Point labels for objects:

◇ ◇ ◇ ◇

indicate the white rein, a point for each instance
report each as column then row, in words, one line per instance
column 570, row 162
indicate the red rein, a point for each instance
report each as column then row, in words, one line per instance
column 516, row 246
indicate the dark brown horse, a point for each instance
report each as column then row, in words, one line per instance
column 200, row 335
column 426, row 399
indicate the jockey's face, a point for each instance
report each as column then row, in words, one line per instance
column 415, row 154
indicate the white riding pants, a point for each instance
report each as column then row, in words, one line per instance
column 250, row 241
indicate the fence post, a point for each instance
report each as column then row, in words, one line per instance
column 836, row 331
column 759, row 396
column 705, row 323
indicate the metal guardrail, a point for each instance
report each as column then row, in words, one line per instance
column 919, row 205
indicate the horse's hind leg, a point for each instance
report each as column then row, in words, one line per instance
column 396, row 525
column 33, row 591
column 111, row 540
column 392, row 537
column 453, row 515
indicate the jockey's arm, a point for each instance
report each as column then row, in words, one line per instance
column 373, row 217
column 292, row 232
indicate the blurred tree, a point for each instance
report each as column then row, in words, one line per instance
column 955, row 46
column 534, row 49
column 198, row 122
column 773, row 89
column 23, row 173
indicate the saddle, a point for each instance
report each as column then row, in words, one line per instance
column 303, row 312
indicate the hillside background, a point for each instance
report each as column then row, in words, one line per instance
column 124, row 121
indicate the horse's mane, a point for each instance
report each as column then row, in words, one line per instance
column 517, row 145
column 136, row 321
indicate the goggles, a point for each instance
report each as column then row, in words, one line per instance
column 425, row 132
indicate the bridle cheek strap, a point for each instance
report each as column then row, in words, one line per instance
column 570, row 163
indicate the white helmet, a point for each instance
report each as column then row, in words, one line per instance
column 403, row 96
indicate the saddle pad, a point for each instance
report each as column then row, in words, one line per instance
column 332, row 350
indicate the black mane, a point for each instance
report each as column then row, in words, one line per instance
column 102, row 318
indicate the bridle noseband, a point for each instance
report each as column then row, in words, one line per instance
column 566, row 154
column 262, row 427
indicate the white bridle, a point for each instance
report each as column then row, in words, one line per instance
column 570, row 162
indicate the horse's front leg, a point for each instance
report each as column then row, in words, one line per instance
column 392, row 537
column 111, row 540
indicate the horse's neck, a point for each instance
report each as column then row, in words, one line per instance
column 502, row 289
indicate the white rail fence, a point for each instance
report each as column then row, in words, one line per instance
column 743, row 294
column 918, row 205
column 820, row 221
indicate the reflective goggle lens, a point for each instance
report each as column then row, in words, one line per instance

◇ ◇ ◇ ◇

Copy out all of the entries above word for word, line by line, changing nothing.

• _Task output_:
indicate the white rein, a point for each instance
report each as column then row, in words, one line per instance
column 570, row 162
indicate the red rein, a point for each instance
report each as column then row, in words, one line per instance
column 516, row 246
indicate the dark brown horse, a point for each instance
report each as column then row, in words, one line per instance
column 200, row 335
column 426, row 399
indicate the jockey's face, a point for each instance
report each as column then row, in words, one line per instance
column 415, row 154
indicate the white riding pants, a point for each instance
report each as column then row, in words, one line per instance
column 250, row 241
indicate the fence post, a point for each instance
report each as column then row, in words, one line per instance
column 836, row 331
column 759, row 396
column 705, row 323
indicate the metal guardrail, a point for each instance
report each as column then row, in words, one line per instance
column 919, row 205
indicate the horse's hind leg, a point for each instance
report each as column then row, in words, one line per instance
column 396, row 525
column 33, row 591
column 111, row 540
column 392, row 537
column 453, row 515
indicate the jockey's arm, a point for each instance
report each as column then row, in words, one line per instance
column 373, row 217
column 292, row 232
indicate the blurred tree, a point for each instance
report each as column then row, in words, one line per instance
column 955, row 46
column 534, row 49
column 198, row 122
column 773, row 89
column 23, row 173
indicate the saddle, a point for each instance
report each as column then row, in words, one line per instance
column 303, row 312
indicate the hillside background, a point for each instance
report each as column then row, in words, one line per instance
column 124, row 121
indicate the horse's mane, a point for each instance
report each as column then row, in words, one line per instance
column 517, row 145
column 136, row 321
indicate the goggles, a point for each instance
report each as column then row, in words, one line per instance
column 425, row 132
indicate the bridle cheek strap, a point for each instance
report each as column then row, in words, one line per instance
column 570, row 163
indicate the white helmet, a point for each instance
report each as column then row, in words, one line per instance
column 403, row 96
indicate the saddle pad, a point for each instance
report each as column then row, in words, one line per instance
column 332, row 350
indicate the black mane, a point for each instance
report each as column then row, in words, one line per instance
column 102, row 318
indicate the bridle noseband, a point for each instance
report each as column then row, in words, one line per instance
column 566, row 154
column 262, row 427
indicate the white bridle, a point for each instance
report each as column then row, in words, one line per instance
column 570, row 162
indicate the horse's front leg, a point for each instance
report each as column then row, in words, one line per instance
column 392, row 537
column 111, row 540
indicate the horse's neck, a point for each instance
report each as column then row, in words, one line per instance
column 502, row 289
indicate the white rail fence, a point for each instance
report each as column then row, in words, one line per instance
column 743, row 294
column 918, row 205
column 820, row 221
indicate the reflective goggle lens, a point for each instance
report each as column then row, in words, one line per instance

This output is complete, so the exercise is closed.